→ Verilen Metin
+ + + +
Emsal Mahkeme Kararı Bursa 1. Asliye Ticaret Mahkemesi 2020/288 E. 2020/753 K. 24.11.2020 T.

Görüntülediğiniz mahkeme kararı henüz kesinleşmemiştir. Yararlı olması amacıyla eklenmiştir.

TÜRK MİLLETİ ADINA
T.C.
BURSA
1. ASLİYE TİCARET MAHKEMESİ GEREKÇELİ KARAR
ESAS NO : 2020/288 Esas
KARAR NO : 2020/753

HAKİM : … …
KATİP : … …

DAVACI :… – …
VEKİLİ :Av. …..
DAVALI : …

VEKİLİ :Av. …
DAVA : Alacak (Hizmet Sözleşmesinden Kaynaklanan)
DAVA TARİHİ : 26/02/2015
KARAR TARİHİ : 24/11/2020
GEREKÇELİ KARARIN
YAZILDIĞI TARİH : 22/01/2021

Mahkememizde görülmekte olan Alacak (Hizmet Sözleşmesinden Kaynaklanan) davasının yapılan açık yargılaması sonunda,
GEREĞİ DÜŞÜNÜLDÜ:
Davacı vekili dava dilekçesinde ; müvekkilinin davalı kooperatifin kurucu ortağı olduğunu ayrıca 111 daire 32 dükkandan ibaret kooperatifin tüm elektrik işlerini ve abone bağlantılarını yaptığını, yaptığı işlerin bedelinin bir kısmının müvekkilinin kooperatife üyelik ödentilerinden mahsup edildiğini bir kısmının da nakit olarak ödendiğini, 2002 yılı itibariyle kooperatif yönetimiyle hesabın kesildiğini, hesap kesiminden sonra 71 daire ile 12 dükkanın elektrik abone işlerinin yapıldığını, buna dair 26.10.2010 tarihli faturanın kesildiğini ancak bedelinin ödenmediğini ve davalı kooperatif tarafından aidat borcunu ödemediğinden bahisle müvekkili aleyhine açılan davanın reddedildiği hatta müvekkilinin 68.180.TL alacağının bulunduğunun ortaya çıktığını ileri sürerek fazlaya ilişkin hakları saklı kalmak kaydıyla 68.180.TL’nin imalatın yapıldığı tarihlerden işleyecek avans faizi ile birlikte davalıdan tahsilini talep ve dava etmiştir.
+ + + +
→ Verilen Görev 1
Verilen metne göre bu davanın dava tarihi nedir?

→ Gösterilen Bilgiler
+ + + +
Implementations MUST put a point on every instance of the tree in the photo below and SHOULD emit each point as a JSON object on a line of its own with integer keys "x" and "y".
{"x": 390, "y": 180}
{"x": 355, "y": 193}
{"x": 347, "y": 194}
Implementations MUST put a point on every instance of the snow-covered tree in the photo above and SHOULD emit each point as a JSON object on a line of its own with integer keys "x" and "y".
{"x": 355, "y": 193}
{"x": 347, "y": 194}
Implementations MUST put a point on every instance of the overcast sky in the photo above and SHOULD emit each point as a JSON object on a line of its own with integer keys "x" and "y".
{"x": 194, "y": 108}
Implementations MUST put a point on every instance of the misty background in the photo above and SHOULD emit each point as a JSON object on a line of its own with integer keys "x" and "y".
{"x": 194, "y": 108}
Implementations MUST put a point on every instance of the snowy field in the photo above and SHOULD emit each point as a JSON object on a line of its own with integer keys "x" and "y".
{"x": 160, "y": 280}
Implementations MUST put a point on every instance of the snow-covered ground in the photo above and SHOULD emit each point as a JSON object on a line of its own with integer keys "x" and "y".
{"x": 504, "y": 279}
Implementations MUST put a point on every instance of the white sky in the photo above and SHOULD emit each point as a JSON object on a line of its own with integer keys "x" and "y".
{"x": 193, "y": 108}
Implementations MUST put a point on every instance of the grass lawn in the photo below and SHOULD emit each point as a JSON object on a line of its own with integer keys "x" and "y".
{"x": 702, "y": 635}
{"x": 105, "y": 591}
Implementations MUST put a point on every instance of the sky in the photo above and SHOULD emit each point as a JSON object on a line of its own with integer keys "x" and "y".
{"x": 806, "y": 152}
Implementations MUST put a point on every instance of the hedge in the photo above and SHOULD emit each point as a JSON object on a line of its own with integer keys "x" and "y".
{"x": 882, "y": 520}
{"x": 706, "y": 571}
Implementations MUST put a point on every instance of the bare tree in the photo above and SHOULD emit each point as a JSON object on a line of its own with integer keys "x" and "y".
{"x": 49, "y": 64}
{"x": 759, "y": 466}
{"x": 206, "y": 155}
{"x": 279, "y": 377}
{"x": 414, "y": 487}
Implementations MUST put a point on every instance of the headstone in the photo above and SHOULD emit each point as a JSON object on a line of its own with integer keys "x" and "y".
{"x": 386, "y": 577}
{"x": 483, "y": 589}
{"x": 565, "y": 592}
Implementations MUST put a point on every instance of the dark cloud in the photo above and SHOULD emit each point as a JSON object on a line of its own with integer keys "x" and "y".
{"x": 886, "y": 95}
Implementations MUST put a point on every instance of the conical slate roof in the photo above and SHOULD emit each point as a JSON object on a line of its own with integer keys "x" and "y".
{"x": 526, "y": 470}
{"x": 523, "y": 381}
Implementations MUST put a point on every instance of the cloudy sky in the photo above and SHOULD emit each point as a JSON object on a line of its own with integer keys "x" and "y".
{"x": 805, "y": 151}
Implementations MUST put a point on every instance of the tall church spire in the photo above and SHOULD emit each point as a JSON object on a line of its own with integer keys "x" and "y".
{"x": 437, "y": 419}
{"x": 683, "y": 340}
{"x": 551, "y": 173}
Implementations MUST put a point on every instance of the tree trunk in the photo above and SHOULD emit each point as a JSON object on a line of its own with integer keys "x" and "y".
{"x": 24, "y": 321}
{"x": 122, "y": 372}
+ + + +
→ Verilen Görev 2
Kayıtlarda "Implementations MUST put a point on every instance of the cloudy" ifadesini içeren satırdan başlayıp kayıtların sonunda biten satırları istemlerle birlikte yeniden yazın. Yanıtlardaki her x ve y koordinatını 0,9 ile çarpıp tam sayıya yuvarlayın (buçuklar yukarı), yalnızca bu satırları verin.

→ Alıştırma Sonucu 1
26/02/2015

→ Alıştırma Sonucu 2
Implementations MUST put a point on every instance of the cloudy sky in the photo above and SHOULD emit each point as a JSON object on a line of its own with integer keys "x" and "y".
{"x": 725, "y": 136}
Implementations MUST put a point on every instance of the tall church spire in the photo above and SHOULD emit each point as a JSON object on a line of its own with integer keys "x" and "y".
{"x": 393, "y": 377}
{"x": 615, "y": 306}
{"x": 496, "y": 156}
Implementations MUST put a point on every instance of the tree trunk in the photo above and SHOULD emit each point as a JSON object on a line of its own with integer keys "x" and "y".
{"x": 22, "y": 289}
{"x": 110, "y": 335}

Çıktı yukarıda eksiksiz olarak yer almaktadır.